▶ **Written request**
From the records below, pull out every line that contains the word "branch" and copy each of those lines in full.

***** Entries supplied *****

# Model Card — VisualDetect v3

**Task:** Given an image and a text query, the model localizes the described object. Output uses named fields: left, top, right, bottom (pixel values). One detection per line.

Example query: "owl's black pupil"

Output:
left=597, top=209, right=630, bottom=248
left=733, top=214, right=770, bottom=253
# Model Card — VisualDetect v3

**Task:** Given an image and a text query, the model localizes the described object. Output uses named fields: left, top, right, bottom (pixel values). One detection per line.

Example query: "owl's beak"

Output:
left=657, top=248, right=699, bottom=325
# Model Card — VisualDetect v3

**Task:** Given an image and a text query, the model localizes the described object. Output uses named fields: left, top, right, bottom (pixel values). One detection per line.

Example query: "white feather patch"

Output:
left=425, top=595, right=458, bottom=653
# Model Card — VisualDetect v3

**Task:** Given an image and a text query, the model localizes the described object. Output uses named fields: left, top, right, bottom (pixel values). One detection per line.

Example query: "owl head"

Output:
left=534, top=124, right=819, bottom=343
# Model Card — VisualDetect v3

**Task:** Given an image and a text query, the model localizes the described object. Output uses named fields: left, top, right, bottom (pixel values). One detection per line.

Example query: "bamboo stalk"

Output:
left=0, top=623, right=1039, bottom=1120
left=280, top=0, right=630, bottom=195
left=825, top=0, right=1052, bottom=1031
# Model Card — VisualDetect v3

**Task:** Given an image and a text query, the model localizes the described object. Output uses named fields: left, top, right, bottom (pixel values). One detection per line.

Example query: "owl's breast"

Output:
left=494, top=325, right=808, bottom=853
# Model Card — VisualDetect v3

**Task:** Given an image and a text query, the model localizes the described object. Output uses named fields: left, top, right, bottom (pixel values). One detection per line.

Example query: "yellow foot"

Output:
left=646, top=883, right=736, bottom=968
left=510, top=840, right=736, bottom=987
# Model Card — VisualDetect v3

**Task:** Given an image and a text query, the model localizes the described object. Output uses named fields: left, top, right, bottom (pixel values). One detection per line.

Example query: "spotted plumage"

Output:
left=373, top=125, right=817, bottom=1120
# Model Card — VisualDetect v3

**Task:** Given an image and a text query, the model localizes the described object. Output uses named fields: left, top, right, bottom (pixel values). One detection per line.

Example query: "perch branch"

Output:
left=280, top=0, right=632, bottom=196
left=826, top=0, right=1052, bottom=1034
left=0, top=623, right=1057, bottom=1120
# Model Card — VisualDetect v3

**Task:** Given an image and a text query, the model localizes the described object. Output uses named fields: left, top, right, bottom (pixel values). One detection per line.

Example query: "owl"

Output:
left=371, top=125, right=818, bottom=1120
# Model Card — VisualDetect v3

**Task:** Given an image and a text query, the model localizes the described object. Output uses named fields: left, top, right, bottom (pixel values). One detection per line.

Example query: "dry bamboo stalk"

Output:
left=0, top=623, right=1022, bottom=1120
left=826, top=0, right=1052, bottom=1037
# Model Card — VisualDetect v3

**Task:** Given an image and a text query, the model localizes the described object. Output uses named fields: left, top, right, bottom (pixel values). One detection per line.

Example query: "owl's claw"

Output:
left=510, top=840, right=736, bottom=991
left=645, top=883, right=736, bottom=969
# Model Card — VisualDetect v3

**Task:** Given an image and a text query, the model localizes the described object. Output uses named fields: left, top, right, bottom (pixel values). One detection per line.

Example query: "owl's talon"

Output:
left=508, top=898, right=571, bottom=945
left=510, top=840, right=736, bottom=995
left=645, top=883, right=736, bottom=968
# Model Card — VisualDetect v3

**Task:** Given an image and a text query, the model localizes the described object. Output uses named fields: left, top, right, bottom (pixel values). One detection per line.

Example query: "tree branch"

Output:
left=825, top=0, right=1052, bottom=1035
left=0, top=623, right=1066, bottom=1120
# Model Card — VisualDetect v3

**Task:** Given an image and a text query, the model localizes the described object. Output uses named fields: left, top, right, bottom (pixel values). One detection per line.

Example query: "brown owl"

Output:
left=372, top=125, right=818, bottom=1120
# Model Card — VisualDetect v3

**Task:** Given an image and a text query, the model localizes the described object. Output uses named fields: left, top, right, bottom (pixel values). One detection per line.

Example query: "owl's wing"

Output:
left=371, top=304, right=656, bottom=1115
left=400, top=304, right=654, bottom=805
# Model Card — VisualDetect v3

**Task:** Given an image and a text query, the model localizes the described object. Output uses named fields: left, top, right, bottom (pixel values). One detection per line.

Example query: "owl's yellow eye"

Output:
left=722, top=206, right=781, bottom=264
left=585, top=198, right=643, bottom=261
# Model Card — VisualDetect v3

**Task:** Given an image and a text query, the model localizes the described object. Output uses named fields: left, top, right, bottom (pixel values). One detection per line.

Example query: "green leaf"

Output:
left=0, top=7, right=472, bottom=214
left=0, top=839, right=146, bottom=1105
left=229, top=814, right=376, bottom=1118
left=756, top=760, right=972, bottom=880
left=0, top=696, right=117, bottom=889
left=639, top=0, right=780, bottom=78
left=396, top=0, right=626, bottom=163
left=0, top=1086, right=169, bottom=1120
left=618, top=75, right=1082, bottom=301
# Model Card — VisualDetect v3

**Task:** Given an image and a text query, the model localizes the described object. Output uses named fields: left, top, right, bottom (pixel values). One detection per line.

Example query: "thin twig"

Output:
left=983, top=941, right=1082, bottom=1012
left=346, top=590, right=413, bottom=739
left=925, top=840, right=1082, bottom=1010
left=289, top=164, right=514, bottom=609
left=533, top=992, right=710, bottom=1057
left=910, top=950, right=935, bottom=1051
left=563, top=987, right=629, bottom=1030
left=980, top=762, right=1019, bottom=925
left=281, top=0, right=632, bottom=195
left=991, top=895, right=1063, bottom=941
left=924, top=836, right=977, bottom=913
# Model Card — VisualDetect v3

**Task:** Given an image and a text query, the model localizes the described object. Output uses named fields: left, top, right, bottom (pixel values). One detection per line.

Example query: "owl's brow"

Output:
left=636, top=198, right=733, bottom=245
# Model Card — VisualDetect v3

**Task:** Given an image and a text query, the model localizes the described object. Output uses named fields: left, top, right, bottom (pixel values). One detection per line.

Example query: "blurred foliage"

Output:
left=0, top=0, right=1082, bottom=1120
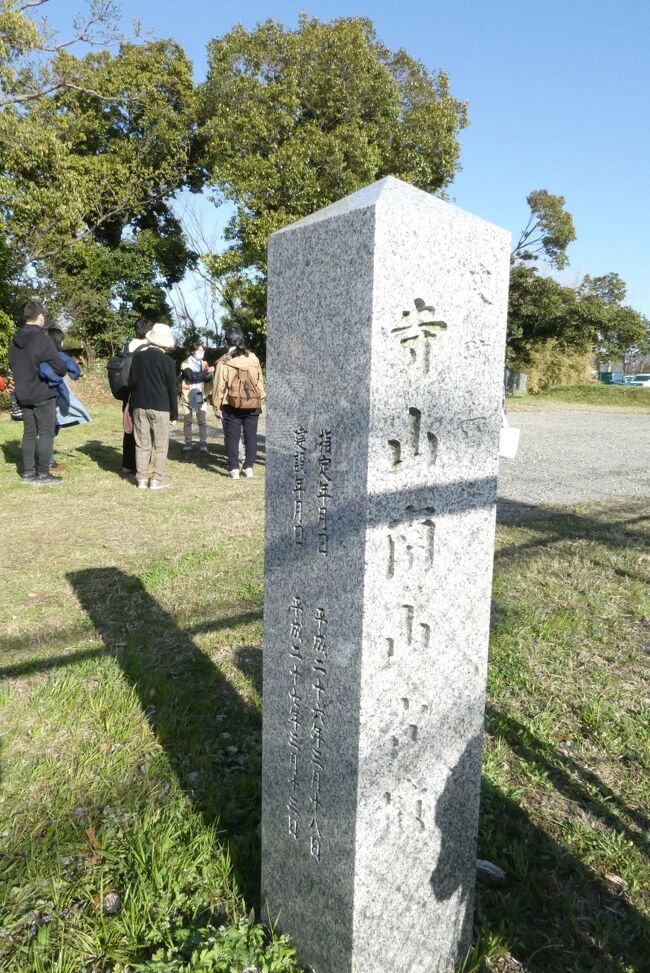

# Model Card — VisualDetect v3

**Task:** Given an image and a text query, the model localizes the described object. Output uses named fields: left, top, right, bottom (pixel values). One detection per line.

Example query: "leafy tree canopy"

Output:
left=0, top=3, right=200, bottom=350
left=200, top=15, right=467, bottom=346
left=512, top=189, right=576, bottom=270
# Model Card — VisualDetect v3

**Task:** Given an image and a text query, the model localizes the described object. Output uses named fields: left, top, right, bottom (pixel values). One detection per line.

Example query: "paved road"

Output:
left=499, top=408, right=650, bottom=505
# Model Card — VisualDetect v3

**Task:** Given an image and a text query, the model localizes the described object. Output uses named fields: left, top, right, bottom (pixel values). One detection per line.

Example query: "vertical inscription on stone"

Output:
left=387, top=406, right=438, bottom=472
left=318, top=429, right=332, bottom=556
left=287, top=597, right=304, bottom=841
left=293, top=426, right=307, bottom=544
left=309, top=608, right=328, bottom=863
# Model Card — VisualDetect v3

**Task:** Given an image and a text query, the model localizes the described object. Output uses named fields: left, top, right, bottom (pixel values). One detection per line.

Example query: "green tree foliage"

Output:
left=507, top=264, right=599, bottom=368
left=578, top=273, right=650, bottom=372
left=512, top=189, right=576, bottom=270
left=507, top=264, right=650, bottom=368
left=200, top=15, right=467, bottom=346
left=506, top=189, right=594, bottom=368
left=0, top=3, right=200, bottom=351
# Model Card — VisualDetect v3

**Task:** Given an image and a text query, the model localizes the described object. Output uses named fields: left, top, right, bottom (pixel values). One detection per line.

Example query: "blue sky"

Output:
left=44, top=0, right=650, bottom=317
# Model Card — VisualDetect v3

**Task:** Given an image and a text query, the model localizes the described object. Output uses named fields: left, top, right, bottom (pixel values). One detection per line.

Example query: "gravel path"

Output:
left=499, top=408, right=650, bottom=504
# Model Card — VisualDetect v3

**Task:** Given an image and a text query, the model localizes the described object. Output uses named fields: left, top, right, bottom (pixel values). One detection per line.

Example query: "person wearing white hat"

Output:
left=129, top=323, right=178, bottom=490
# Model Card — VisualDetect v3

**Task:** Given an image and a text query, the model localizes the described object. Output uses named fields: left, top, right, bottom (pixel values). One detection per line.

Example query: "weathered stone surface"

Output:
left=262, top=178, right=509, bottom=973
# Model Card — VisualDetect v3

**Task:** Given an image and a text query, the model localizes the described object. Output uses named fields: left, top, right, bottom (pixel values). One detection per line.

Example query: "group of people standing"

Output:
left=122, top=321, right=265, bottom=490
left=9, top=301, right=265, bottom=490
left=9, top=301, right=90, bottom=486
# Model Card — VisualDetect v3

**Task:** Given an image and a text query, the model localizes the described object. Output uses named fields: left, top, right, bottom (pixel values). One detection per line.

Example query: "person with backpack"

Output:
left=107, top=318, right=154, bottom=476
left=38, top=328, right=91, bottom=473
left=9, top=301, right=68, bottom=486
left=212, top=327, right=266, bottom=480
left=181, top=341, right=214, bottom=453
left=129, top=323, right=178, bottom=490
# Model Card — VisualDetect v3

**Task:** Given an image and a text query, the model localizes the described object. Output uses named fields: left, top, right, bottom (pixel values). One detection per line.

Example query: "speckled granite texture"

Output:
left=262, top=178, right=509, bottom=973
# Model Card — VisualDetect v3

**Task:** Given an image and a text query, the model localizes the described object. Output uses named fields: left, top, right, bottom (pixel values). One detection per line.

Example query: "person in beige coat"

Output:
left=181, top=341, right=214, bottom=453
left=212, top=328, right=266, bottom=480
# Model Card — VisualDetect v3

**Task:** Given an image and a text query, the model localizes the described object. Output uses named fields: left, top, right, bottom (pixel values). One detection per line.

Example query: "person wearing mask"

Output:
left=212, top=328, right=266, bottom=480
left=181, top=341, right=214, bottom=453
left=129, top=323, right=178, bottom=490
left=9, top=301, right=68, bottom=486
left=122, top=318, right=154, bottom=476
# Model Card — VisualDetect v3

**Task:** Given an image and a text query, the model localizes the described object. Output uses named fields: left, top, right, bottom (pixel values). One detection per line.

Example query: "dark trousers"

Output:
left=221, top=405, right=259, bottom=470
left=122, top=402, right=135, bottom=473
left=21, top=399, right=56, bottom=473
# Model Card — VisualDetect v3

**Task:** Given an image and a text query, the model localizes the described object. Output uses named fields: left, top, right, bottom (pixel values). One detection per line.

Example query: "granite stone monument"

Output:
left=262, top=178, right=510, bottom=973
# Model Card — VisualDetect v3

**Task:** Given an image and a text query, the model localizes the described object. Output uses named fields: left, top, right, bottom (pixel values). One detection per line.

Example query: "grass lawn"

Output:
left=0, top=384, right=650, bottom=973
left=508, top=382, right=650, bottom=412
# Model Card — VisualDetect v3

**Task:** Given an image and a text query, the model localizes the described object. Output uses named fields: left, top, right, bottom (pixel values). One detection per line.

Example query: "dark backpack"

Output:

*****

▶ **Response below**
Example query: "perch branch"
Example query: "tree branch"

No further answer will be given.